A flow chart demonstrating the databases searched in the systematic review and the results retrieved. CINAHL = Cumulative Index to Nursing and Allied Health Literature.
Outcome Measures
There was a wide array of methods used to evaluate clinical outcome. However, we identified 3 broad approaches into which all systems could be categorized: 1) providing overall “gestalt” impression of improvement (e.g., patient “improved,” “remained unchanged,” or “worsened”); 2) providing a description of improvement for each individual or group of signs and symptoms (sign/symptom-specific reporting); and 3) utilizing one of several standardized outcome scoring systems, defined as any formalized, quantifiable metric for assessing outcome. We further divided standardized scores into those that primarily evaluated disease-specific improvement in signs, symptoms, and overall function—including measures adopted from the general spine literature96 and visual analog scales (VASs) for symptoms such as pain1,64—and those assessing general quality of life or disability (general function score). Applying this categorization, we found at least 18 different approaches to classifying clinical outcome, although this number is higher if minor modifications made by some groups to gestalt and sign/symptom-specific systems are considered.

+++++

_Exercise requirements:_
According to the outcome measures section above, how many different approaches to classifying clinical outcome did the authors find?

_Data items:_
+++++

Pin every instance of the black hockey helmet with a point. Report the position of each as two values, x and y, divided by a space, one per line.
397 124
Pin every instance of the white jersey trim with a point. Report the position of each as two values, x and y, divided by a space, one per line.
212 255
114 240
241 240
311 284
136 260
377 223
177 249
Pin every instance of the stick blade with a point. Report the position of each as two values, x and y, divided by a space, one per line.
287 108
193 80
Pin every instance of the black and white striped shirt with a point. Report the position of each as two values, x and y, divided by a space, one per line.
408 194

+++++

_Task answer:_
At least 18.